-- Brief --
Write out each line from the data below that includes the word "adidas".

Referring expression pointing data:
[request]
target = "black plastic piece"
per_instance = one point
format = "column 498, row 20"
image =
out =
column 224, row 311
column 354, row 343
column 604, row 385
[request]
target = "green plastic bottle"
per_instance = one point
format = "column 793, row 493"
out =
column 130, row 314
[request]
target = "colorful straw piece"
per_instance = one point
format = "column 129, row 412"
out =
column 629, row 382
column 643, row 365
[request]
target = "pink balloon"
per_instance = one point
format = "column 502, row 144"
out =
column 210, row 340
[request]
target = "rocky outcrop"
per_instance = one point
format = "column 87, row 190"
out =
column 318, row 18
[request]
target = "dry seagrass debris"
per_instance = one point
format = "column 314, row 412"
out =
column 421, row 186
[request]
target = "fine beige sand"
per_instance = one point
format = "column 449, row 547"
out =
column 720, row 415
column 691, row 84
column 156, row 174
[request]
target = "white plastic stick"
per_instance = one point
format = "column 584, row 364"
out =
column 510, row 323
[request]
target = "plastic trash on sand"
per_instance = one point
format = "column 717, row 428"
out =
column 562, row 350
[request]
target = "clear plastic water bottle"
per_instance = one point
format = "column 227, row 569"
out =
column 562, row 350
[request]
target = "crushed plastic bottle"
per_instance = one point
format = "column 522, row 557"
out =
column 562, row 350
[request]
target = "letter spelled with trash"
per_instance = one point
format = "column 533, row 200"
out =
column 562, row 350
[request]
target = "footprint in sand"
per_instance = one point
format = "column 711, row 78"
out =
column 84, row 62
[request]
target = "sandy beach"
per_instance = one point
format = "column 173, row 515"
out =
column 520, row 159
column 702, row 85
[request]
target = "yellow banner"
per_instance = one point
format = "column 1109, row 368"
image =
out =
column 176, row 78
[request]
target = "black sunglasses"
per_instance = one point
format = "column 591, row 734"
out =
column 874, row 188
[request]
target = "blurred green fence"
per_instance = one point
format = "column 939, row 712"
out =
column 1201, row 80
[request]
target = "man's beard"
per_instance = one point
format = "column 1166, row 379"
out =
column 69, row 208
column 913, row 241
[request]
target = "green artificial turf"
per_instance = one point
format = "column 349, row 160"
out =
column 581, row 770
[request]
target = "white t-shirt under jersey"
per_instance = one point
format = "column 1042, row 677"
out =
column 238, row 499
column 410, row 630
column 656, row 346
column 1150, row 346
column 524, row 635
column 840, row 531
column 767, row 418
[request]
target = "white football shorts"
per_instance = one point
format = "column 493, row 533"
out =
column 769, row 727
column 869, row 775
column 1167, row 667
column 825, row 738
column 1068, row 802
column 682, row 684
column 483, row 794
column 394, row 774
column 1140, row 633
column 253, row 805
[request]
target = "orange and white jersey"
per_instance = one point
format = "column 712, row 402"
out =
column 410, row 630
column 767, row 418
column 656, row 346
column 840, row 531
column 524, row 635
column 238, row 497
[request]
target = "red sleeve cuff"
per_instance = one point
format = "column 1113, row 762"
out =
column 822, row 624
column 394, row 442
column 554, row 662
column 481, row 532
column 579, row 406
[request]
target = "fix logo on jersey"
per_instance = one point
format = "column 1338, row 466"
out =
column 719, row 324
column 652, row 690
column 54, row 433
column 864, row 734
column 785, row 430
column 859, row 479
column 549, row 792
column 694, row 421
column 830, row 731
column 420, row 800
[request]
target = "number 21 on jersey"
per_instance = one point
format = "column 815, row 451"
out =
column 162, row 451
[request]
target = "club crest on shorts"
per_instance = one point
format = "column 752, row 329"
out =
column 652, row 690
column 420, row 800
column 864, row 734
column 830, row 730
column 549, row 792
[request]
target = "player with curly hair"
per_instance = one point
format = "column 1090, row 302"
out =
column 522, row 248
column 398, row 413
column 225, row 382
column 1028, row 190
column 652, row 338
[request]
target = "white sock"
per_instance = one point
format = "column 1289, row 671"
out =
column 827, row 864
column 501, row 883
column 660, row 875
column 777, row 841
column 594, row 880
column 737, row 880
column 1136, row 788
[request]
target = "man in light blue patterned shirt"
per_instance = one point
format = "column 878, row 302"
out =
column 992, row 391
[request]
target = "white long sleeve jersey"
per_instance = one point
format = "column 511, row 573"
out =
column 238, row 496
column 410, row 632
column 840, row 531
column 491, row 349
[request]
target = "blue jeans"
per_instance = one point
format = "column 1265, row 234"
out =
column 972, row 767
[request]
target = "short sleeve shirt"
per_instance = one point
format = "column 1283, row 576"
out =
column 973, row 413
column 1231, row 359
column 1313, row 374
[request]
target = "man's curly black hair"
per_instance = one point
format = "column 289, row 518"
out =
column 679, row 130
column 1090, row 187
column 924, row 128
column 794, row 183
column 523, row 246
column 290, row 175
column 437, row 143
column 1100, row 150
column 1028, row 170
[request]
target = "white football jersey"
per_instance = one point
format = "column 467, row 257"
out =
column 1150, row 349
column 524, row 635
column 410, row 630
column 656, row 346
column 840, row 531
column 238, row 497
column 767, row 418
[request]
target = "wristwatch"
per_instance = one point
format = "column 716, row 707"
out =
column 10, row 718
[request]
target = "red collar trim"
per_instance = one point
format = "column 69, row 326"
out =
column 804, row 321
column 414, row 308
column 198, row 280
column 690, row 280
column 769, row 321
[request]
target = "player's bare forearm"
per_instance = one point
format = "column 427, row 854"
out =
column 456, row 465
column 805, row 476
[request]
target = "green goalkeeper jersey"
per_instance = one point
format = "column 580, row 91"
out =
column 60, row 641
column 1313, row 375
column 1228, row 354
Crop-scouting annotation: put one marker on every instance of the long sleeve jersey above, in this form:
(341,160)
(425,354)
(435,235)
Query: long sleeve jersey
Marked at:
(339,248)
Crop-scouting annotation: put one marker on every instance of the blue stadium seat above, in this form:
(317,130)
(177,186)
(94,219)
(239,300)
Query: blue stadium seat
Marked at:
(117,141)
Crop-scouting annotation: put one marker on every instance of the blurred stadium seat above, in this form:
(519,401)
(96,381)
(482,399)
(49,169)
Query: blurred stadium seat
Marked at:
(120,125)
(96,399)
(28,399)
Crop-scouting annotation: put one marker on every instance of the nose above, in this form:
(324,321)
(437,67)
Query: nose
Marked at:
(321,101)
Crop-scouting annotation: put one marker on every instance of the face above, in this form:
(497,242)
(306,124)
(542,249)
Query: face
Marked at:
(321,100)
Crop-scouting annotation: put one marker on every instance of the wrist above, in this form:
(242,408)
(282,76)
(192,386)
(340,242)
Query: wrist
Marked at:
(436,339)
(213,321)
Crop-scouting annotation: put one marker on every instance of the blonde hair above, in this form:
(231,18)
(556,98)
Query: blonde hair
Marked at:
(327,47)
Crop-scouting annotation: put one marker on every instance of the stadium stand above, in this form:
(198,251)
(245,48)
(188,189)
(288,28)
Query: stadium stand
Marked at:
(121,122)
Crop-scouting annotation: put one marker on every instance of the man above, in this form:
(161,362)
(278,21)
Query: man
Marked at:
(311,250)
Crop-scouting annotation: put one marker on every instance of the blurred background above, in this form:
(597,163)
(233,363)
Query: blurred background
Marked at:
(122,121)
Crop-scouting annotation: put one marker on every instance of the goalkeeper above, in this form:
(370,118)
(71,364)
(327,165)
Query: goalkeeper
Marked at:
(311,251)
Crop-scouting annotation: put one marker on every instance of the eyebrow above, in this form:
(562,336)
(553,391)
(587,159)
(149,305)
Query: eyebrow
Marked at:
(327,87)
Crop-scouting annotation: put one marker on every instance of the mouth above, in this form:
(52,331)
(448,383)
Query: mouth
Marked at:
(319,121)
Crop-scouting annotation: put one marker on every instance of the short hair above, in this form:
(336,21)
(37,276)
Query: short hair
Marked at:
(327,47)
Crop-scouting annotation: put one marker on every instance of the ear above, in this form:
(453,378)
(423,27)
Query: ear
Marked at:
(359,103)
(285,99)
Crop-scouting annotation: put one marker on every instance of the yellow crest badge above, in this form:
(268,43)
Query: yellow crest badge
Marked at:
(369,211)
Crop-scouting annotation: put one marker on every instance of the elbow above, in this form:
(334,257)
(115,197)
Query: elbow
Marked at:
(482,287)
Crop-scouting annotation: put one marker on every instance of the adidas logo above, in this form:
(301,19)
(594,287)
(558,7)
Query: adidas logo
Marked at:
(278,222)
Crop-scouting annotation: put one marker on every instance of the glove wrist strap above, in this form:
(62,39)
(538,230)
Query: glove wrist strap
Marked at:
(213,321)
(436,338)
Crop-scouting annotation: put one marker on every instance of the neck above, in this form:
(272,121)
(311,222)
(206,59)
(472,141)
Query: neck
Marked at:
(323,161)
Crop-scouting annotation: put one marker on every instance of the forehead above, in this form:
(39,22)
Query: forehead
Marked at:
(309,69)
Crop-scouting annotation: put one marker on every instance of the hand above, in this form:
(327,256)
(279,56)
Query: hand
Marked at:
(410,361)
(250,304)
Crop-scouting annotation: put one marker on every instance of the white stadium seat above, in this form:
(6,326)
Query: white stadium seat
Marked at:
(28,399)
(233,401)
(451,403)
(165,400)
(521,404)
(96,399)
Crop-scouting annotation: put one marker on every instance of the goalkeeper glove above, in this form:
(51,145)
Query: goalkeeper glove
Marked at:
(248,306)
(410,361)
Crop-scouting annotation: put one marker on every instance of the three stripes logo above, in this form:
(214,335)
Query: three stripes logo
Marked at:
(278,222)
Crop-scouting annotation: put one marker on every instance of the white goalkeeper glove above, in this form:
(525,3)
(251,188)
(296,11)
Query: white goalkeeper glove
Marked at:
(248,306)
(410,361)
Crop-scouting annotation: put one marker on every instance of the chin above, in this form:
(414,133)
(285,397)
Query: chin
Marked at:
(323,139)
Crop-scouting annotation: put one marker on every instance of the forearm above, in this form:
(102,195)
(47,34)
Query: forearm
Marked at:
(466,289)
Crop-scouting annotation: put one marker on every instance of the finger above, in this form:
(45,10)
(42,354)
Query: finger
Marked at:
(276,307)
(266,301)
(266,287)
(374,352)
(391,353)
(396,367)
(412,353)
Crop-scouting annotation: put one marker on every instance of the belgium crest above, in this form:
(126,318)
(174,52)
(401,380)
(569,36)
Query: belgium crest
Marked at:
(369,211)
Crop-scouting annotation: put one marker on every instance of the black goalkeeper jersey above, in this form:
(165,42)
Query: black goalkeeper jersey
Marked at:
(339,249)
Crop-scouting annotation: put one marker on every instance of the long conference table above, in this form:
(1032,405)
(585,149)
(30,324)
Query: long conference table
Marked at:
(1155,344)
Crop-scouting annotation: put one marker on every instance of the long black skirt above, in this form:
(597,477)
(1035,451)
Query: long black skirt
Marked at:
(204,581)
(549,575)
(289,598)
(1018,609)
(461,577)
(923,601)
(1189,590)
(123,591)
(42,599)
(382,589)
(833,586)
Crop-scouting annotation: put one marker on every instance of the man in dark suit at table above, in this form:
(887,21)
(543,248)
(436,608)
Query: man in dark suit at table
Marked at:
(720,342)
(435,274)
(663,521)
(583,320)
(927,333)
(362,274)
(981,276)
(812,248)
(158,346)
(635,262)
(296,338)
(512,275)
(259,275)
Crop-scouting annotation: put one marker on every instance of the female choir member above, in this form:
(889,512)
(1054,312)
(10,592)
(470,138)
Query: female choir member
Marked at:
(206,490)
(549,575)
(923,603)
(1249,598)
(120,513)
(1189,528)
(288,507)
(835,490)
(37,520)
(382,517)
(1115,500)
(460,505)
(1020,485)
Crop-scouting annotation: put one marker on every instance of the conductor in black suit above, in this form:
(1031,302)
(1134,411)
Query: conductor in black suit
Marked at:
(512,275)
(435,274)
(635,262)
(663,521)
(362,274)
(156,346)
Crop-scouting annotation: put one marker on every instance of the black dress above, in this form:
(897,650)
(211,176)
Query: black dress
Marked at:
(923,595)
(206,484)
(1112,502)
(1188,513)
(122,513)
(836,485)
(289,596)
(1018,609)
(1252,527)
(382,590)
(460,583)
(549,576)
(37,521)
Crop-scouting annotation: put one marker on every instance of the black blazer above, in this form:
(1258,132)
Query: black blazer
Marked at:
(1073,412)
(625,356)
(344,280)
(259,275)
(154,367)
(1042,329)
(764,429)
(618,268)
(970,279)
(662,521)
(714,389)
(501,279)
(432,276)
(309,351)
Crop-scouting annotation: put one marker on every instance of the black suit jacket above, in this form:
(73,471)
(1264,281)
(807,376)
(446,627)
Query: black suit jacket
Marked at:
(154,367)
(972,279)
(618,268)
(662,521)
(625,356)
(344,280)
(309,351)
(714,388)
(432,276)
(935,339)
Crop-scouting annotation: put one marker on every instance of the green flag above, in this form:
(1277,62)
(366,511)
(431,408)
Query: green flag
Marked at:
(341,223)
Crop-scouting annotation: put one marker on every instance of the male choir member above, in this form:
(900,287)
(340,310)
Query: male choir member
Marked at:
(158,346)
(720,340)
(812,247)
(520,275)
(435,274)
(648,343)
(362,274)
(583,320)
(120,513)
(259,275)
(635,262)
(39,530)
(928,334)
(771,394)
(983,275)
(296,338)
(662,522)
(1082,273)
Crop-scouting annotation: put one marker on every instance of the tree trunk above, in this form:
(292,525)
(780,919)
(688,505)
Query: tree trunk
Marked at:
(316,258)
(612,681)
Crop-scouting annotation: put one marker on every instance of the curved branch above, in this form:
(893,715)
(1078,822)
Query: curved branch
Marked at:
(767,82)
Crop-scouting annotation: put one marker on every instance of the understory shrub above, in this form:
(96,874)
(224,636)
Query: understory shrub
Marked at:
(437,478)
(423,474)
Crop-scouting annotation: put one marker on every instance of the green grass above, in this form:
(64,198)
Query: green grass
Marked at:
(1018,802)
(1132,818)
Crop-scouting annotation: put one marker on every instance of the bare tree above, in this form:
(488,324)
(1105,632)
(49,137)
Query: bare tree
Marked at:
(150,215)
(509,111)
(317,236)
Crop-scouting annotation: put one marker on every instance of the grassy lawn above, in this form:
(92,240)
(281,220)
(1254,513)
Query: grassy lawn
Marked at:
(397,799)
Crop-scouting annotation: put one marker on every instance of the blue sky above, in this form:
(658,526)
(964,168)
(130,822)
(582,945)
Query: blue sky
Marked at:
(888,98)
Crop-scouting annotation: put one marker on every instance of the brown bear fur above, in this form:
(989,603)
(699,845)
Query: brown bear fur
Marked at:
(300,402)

-- Answer to the exercise --
Crop-scouting annotation: put one marker on every instance of the adidas logo above, in this form:
Query: adidas logo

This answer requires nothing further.